Task directions: Exactly the lines from the one containing "TARGET: short dark hair" through the end of the data below are to be reproduced, and nothing besides them.

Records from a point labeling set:
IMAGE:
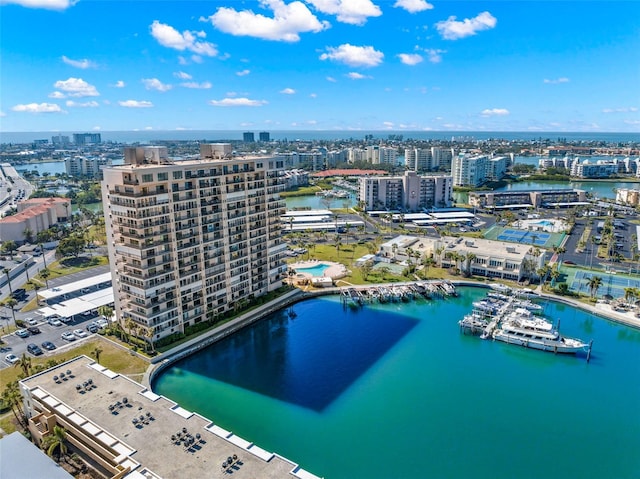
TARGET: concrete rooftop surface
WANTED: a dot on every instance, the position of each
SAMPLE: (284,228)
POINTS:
(106,409)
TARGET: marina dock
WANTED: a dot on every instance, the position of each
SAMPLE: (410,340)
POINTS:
(357,296)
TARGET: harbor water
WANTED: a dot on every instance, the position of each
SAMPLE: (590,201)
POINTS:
(397,391)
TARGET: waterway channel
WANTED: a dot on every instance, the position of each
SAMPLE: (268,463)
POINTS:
(397,391)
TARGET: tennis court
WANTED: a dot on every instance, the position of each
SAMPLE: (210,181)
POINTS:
(612,284)
(513,235)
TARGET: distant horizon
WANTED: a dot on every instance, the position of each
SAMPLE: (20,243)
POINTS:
(141,136)
(331,65)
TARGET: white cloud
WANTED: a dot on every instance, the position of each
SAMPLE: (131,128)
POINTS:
(155,84)
(88,104)
(435,55)
(354,12)
(135,104)
(556,80)
(413,6)
(630,109)
(287,23)
(38,108)
(46,4)
(495,112)
(169,37)
(354,56)
(76,87)
(410,58)
(198,86)
(357,76)
(237,102)
(451,29)
(82,64)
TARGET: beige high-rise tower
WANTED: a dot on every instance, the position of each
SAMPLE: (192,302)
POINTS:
(190,240)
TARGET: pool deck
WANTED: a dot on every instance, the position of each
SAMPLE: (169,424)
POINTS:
(334,271)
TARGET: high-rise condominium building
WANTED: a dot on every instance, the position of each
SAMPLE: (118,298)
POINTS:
(264,136)
(189,240)
(409,192)
(87,138)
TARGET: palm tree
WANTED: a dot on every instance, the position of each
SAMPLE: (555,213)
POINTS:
(7,271)
(57,439)
(96,353)
(11,303)
(11,397)
(44,274)
(24,363)
(594,284)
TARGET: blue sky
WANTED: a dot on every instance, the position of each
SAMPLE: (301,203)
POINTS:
(319,65)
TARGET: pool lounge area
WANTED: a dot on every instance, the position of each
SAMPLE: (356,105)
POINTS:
(317,273)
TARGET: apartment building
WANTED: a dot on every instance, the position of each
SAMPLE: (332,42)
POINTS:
(527,198)
(628,197)
(81,166)
(469,170)
(410,192)
(189,240)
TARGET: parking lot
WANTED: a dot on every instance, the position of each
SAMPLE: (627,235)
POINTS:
(52,335)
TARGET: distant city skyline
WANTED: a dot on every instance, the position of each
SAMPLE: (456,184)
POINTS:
(396,65)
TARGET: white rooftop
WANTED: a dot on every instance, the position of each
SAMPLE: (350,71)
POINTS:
(75,286)
(79,305)
(307,213)
(453,214)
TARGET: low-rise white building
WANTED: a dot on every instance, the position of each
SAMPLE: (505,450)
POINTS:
(477,256)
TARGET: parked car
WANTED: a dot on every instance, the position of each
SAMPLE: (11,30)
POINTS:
(34,349)
(48,345)
(19,294)
(102,323)
(11,358)
(67,336)
(54,322)
(22,333)
(80,333)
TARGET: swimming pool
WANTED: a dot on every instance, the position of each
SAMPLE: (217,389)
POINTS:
(545,223)
(317,271)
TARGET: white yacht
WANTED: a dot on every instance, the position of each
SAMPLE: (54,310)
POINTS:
(537,334)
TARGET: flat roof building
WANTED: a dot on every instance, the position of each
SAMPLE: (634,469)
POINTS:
(409,192)
(131,432)
(188,240)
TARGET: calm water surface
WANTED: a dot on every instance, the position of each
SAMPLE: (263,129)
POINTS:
(396,391)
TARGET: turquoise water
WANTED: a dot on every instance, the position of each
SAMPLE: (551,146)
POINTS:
(396,391)
(317,270)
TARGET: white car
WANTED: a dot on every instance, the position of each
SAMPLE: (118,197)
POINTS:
(67,336)
(11,358)
(102,323)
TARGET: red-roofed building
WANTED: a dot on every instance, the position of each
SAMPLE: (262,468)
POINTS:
(35,215)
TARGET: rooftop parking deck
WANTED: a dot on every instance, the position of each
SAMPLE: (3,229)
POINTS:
(144,430)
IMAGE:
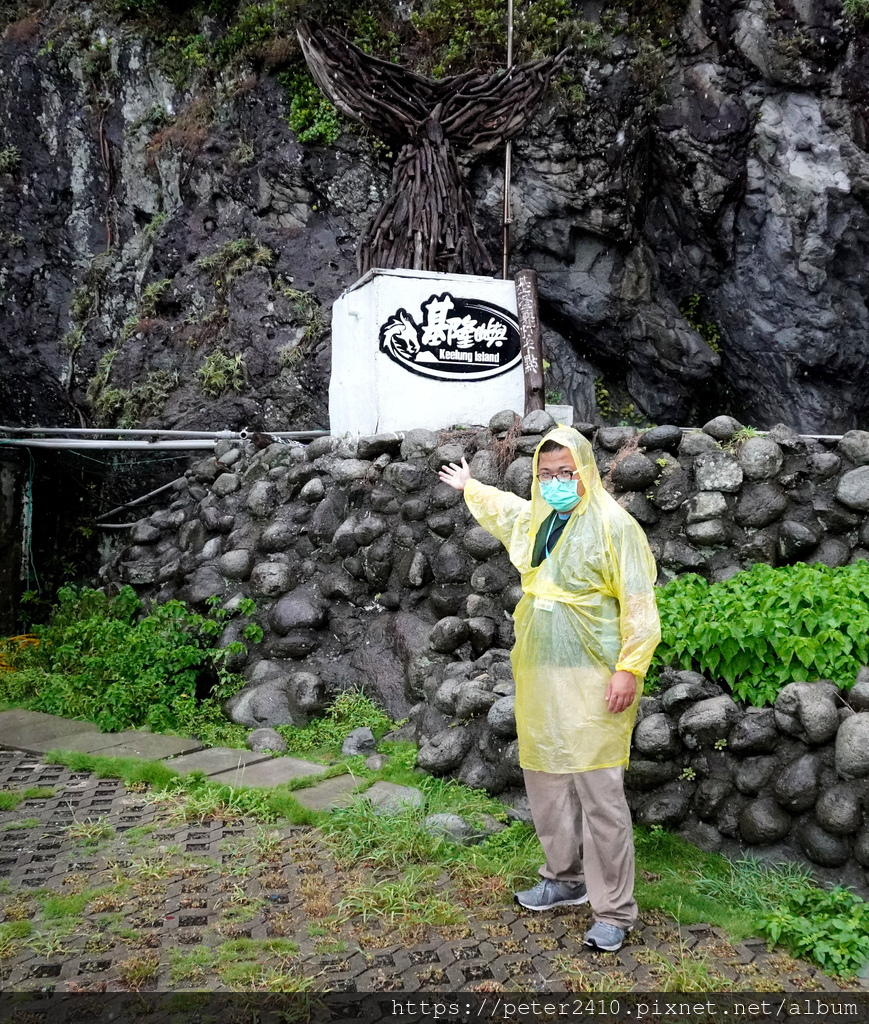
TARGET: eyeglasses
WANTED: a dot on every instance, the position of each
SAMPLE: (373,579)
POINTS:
(565,476)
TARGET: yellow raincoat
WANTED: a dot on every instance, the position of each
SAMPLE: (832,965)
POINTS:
(588,609)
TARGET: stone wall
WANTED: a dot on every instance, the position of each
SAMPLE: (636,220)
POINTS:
(365,569)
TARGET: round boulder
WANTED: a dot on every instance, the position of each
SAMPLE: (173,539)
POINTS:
(861,847)
(502,717)
(718,471)
(853,747)
(855,445)
(808,711)
(518,477)
(473,700)
(754,773)
(296,610)
(270,580)
(537,422)
(761,459)
(708,532)
(262,498)
(858,695)
(795,540)
(657,736)
(265,739)
(448,635)
(796,786)
(359,741)
(665,437)
(722,427)
(708,721)
(668,807)
(452,828)
(822,848)
(853,488)
(837,810)
(445,751)
(235,564)
(764,821)
(634,472)
(480,544)
(755,733)
(761,504)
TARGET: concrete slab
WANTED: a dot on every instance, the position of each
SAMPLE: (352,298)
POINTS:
(84,742)
(149,745)
(389,798)
(269,773)
(336,792)
(29,730)
(214,760)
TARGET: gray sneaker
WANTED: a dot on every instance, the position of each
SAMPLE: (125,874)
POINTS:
(605,937)
(548,893)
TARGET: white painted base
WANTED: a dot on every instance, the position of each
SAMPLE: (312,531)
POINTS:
(371,392)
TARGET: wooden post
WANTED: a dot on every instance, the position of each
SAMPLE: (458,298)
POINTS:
(529,334)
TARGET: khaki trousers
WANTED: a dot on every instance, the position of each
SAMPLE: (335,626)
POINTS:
(583,824)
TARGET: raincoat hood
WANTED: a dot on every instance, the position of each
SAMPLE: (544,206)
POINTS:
(583,456)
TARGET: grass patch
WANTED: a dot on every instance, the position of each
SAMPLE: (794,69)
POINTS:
(136,971)
(11,934)
(323,736)
(90,833)
(407,900)
(10,799)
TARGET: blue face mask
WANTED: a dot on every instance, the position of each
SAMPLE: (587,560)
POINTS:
(562,495)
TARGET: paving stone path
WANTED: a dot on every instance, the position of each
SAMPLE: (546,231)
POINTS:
(102,889)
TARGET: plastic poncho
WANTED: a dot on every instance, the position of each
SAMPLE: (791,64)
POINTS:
(588,609)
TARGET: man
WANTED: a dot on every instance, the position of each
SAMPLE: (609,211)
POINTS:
(585,630)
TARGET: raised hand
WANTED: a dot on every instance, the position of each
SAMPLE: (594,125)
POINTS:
(455,476)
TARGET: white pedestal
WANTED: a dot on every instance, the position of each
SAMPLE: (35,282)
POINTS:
(411,348)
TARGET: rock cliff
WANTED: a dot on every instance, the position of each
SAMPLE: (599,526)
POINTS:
(696,203)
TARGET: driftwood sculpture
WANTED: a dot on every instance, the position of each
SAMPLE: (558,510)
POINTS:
(427,222)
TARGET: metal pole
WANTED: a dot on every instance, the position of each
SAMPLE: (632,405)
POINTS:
(508,213)
(141,500)
(125,432)
(109,445)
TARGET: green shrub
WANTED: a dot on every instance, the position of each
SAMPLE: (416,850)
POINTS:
(857,10)
(100,659)
(221,373)
(768,627)
(831,926)
(312,117)
(463,35)
(350,710)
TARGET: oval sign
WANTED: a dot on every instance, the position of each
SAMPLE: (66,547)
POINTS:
(455,339)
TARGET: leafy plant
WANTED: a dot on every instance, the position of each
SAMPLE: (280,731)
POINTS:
(101,660)
(154,226)
(221,373)
(350,710)
(857,10)
(692,309)
(465,34)
(10,158)
(232,259)
(831,926)
(311,117)
(768,627)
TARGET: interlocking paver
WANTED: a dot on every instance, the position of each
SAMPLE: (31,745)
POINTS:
(269,773)
(177,887)
(214,760)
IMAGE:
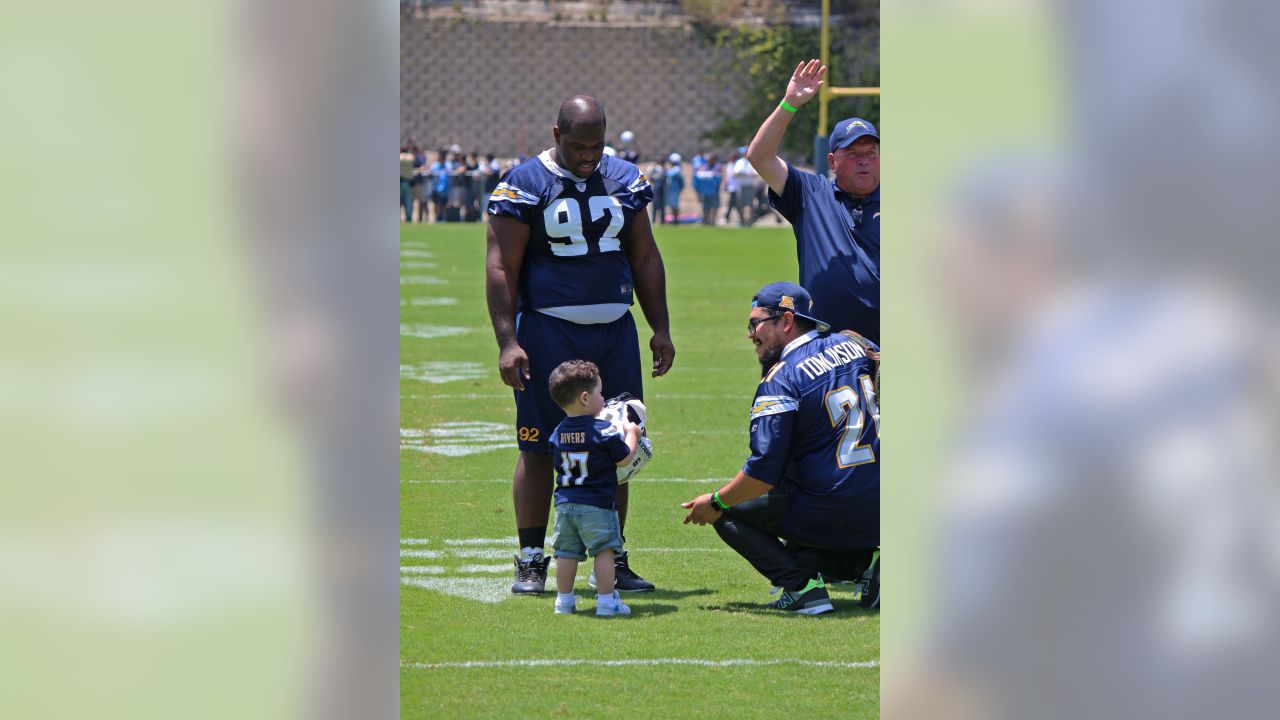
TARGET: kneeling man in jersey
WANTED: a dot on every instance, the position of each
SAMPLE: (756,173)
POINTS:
(807,501)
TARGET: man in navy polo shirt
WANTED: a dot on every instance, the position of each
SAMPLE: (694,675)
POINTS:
(836,222)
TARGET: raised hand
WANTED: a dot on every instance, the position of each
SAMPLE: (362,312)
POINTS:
(805,82)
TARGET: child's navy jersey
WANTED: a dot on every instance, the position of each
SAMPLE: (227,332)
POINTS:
(816,432)
(575,254)
(586,452)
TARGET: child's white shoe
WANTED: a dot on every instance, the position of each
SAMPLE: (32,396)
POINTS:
(611,605)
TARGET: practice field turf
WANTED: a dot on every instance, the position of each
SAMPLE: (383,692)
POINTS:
(700,646)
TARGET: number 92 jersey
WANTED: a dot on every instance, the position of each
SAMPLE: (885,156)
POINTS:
(575,254)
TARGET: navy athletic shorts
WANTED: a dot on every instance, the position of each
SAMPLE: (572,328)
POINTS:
(551,341)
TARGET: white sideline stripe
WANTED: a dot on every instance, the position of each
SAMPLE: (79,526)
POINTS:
(503,542)
(640,479)
(507,554)
(504,568)
(567,662)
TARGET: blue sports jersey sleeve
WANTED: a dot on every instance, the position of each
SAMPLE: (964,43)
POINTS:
(611,441)
(795,192)
(773,417)
(638,191)
(516,195)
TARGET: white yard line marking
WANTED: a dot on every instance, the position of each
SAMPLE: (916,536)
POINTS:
(483,589)
(458,450)
(430,332)
(439,373)
(570,662)
(484,554)
(504,568)
(640,479)
(503,542)
(424,569)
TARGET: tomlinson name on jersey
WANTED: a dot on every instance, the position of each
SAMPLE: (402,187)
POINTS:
(831,359)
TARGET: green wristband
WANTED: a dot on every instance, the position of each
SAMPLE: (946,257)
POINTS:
(717,502)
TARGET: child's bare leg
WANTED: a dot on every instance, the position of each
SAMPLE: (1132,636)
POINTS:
(566,569)
(603,572)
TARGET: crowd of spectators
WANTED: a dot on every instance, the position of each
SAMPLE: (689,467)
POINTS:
(455,186)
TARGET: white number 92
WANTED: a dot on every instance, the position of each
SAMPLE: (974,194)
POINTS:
(563,219)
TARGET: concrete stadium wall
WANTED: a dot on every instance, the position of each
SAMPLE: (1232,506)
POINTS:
(480,85)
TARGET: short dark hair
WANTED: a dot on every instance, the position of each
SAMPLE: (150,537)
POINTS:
(570,379)
(580,110)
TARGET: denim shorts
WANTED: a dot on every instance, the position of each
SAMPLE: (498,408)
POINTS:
(585,529)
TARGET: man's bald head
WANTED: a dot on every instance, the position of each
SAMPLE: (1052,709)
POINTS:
(580,110)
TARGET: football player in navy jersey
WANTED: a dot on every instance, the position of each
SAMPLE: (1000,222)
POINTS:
(813,475)
(570,247)
(836,222)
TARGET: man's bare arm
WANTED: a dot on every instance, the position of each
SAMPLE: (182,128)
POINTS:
(507,241)
(763,151)
(650,279)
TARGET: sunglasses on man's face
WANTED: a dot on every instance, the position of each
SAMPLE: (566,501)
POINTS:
(755,322)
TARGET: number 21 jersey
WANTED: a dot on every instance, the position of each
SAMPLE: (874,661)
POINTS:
(575,254)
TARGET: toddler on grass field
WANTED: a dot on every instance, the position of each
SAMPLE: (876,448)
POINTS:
(586,452)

Final answer:
TARGET: short dark hair
WANTED: a dot on every instance, the position of each
SAMPLE: (150,537)
POINTS:
(570,379)
(580,110)
TARGET: denim shorts
WANTED: a dot on every instance, the position of each
SAMPLE: (498,408)
POINTS:
(585,529)
TARGET: man's bald head
WANTED: a dot on every instance, the position of each
SAMPLE: (1052,709)
POINTS:
(580,110)
TARGET: football player in navy jersey
WANTED: a dot on every instance, the position of each
SAMPLE: (1000,222)
POINTS:
(813,475)
(570,247)
(836,222)
TARGET: man's bare arm
WANTED: a dot on every instance, the position of each
SAMPLE: (182,128)
POINTS:
(507,241)
(763,151)
(650,279)
TARGET: sunglasses on man's face
WANTED: a dot on every instance, the position of each
SAMPLE: (566,501)
POINTS:
(755,322)
TARGET: number 21 jersey
WANTED: a dot on every instance, the position of each
SAMPLE: (874,661)
POINTS:
(575,254)
TARGET: toddler on grass field
WANTED: a dot on every instance, the position of each
SAMPLE: (876,448)
POINTS:
(586,452)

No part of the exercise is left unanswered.